§ **Task prompt**: Reproduce verbatim the lines of the records from the line containing "target: wildflower field" through the last line, including both ends. Omit the pictures from your copy.

Source records
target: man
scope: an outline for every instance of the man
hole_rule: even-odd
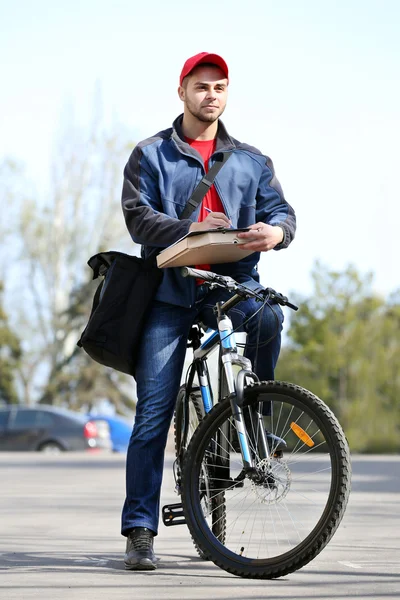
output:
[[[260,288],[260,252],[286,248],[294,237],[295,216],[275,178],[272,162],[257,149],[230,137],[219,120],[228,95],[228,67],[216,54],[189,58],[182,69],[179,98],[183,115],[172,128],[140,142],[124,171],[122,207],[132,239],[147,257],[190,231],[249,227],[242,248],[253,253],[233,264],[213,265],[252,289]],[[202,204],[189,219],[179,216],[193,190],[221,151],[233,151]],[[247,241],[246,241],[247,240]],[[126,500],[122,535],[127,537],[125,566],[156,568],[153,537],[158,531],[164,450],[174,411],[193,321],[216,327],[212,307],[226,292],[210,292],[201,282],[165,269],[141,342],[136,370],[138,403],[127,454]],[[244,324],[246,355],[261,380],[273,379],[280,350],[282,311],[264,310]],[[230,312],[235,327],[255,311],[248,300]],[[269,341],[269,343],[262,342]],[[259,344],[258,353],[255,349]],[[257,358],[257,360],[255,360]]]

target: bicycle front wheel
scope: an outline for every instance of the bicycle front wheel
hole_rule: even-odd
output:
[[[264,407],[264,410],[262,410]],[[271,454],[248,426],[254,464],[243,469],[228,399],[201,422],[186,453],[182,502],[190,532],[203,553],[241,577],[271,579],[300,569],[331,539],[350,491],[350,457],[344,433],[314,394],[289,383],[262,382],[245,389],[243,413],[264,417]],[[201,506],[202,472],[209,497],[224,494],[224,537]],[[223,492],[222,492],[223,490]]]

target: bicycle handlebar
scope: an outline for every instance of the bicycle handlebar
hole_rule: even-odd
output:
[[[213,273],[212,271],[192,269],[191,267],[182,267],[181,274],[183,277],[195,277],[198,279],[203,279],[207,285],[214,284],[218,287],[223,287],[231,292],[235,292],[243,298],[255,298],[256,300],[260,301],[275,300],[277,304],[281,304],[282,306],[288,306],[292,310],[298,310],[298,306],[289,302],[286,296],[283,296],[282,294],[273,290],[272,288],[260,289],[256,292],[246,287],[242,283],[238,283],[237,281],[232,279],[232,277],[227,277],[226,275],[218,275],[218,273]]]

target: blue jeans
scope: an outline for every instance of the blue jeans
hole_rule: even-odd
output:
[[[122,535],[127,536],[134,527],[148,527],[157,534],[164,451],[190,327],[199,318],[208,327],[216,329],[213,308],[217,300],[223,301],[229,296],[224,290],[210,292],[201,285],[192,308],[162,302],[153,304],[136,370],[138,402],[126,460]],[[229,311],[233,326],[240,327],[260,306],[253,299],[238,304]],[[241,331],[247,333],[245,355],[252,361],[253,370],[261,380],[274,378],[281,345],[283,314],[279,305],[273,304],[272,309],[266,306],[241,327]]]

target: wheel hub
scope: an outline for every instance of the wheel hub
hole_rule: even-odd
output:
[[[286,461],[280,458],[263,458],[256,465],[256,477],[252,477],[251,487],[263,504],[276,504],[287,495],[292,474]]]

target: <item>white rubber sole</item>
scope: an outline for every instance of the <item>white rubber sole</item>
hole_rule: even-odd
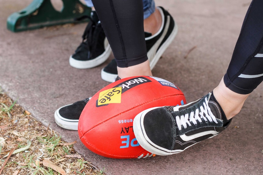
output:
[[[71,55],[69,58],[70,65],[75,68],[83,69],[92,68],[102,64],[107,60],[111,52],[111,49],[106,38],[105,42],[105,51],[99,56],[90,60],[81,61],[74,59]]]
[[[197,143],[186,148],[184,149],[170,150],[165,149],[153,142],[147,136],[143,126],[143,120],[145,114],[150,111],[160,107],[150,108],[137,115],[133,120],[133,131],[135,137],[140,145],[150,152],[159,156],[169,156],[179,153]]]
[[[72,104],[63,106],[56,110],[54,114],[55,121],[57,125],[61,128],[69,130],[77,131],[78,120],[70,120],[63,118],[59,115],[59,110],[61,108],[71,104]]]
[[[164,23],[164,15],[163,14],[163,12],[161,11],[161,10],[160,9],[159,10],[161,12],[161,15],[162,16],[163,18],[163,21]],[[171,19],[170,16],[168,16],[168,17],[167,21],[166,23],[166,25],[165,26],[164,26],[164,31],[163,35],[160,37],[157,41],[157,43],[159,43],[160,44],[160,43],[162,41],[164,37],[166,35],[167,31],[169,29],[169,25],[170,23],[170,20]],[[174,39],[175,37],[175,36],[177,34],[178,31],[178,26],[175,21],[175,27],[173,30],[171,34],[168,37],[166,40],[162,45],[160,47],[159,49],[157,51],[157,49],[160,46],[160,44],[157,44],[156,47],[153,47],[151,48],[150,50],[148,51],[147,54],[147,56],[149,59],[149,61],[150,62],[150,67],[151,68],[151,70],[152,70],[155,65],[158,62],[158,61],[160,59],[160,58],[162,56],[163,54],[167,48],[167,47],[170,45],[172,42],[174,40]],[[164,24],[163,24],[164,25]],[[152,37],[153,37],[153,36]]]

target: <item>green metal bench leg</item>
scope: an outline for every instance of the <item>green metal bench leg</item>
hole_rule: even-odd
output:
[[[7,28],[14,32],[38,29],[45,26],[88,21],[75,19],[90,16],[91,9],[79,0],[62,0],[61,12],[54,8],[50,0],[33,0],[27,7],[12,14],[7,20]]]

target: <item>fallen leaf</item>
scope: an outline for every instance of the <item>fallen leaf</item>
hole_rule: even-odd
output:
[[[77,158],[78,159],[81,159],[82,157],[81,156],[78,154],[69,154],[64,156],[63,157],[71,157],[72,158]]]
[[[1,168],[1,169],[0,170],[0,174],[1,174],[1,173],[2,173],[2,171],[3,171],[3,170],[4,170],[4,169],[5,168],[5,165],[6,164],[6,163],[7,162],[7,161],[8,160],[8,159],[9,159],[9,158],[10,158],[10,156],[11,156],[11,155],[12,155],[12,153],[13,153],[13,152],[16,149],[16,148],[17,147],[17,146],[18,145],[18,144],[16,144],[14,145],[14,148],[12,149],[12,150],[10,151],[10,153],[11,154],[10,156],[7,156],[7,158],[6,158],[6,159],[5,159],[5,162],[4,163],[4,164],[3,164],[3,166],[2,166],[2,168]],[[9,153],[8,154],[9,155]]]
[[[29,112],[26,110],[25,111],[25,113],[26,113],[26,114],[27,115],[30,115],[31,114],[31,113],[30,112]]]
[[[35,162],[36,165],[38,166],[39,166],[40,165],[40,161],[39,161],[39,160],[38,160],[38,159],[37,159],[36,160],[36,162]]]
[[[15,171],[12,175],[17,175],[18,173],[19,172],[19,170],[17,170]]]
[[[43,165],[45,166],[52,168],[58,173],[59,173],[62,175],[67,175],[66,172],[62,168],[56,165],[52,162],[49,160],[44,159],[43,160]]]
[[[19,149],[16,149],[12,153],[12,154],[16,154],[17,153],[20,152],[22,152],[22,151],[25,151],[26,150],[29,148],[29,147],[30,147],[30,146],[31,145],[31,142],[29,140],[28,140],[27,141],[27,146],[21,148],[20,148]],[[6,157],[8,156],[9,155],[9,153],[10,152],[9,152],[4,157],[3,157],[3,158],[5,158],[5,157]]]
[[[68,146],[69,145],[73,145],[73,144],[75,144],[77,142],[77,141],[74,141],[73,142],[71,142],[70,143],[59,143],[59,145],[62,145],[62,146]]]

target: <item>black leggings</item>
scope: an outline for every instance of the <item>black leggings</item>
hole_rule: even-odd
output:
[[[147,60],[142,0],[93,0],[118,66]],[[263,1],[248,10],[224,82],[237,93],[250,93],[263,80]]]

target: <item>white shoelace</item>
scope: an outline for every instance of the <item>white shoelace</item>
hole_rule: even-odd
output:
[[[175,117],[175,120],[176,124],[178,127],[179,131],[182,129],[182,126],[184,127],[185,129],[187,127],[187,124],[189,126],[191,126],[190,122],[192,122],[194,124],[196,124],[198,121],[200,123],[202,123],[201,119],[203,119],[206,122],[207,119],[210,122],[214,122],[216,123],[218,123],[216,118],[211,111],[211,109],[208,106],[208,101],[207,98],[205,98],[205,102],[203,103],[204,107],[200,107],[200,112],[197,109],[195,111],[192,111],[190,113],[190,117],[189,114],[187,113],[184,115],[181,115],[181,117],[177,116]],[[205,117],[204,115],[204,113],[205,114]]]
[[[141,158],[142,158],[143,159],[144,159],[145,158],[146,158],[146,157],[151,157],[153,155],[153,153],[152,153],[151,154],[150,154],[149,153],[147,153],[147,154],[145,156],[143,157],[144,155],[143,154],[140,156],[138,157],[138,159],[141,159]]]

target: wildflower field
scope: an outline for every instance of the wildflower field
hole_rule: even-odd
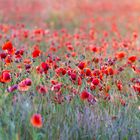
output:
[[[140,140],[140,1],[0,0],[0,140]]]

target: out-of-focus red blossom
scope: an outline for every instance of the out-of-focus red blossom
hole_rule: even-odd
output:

§ **Response to the exercise**:
target: wildflower field
scope: an outline for every instance of the wildflower field
hole_rule: even-odd
output:
[[[140,140],[140,1],[0,0],[0,140]]]

target: out-of-focus red blossom
scope: an outline for every instance of the out-of-focus red blossom
hole_rule: even-odd
output:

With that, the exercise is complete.